(Records contained in a dataset)
--- START ---
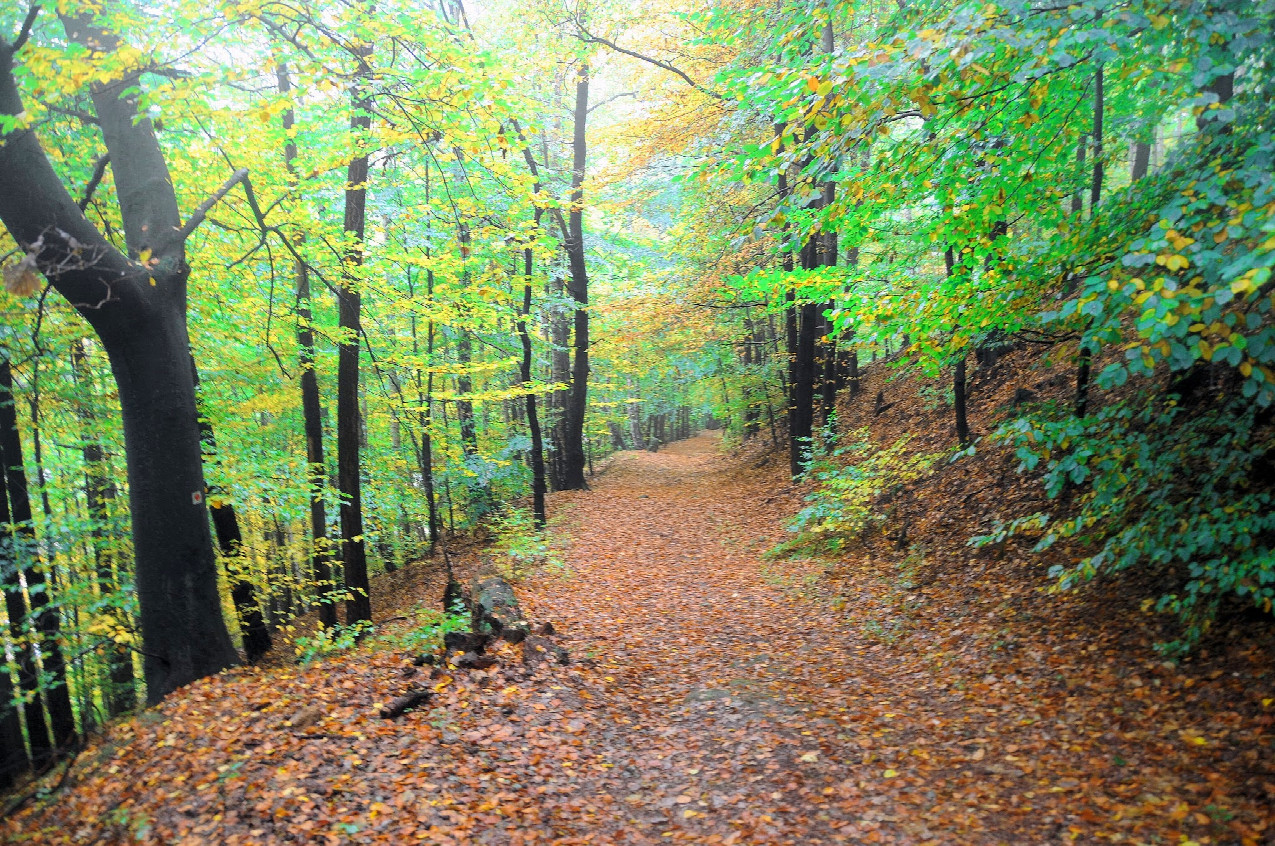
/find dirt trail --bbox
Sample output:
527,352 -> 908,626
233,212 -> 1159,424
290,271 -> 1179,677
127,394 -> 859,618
511,433 -> 960,844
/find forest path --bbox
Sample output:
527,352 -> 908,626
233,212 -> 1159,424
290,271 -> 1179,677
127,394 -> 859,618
510,432 -> 949,844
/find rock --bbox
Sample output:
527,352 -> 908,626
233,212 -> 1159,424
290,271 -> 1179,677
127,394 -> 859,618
1011,388 -> 1037,407
413,653 -> 437,667
537,621 -> 556,636
454,652 -> 499,671
472,572 -> 530,641
283,705 -> 324,730
444,631 -> 493,655
522,635 -> 569,669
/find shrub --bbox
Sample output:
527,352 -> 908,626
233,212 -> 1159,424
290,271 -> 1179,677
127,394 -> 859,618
981,393 -> 1275,652
780,429 -> 941,555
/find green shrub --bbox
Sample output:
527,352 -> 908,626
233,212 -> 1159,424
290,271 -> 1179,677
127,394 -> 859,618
293,619 -> 374,665
980,393 -> 1275,652
779,429 -> 941,555
491,507 -> 566,579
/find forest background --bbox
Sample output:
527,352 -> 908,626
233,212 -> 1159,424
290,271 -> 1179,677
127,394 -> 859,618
0,0 -> 1271,794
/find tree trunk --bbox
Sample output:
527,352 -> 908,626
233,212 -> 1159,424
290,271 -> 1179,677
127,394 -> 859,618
279,62 -> 337,629
559,63 -> 591,491
339,48 -> 373,626
0,654 -> 25,788
953,354 -> 970,447
70,341 -> 136,716
0,362 -> 76,752
192,362 -> 271,661
516,136 -> 549,528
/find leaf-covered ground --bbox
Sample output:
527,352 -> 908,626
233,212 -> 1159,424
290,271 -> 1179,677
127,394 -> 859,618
5,432 -> 1274,844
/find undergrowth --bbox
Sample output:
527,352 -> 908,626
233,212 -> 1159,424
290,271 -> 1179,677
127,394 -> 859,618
491,507 -> 568,579
976,391 -> 1275,653
771,427 -> 941,557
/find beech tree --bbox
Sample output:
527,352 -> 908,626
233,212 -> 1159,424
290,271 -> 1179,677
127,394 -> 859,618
--- END ---
» Exercise directions:
Filter the preceding entries down to the lines with "forest".

» Finished task:
/find forest path --bbox
/find forest background --bbox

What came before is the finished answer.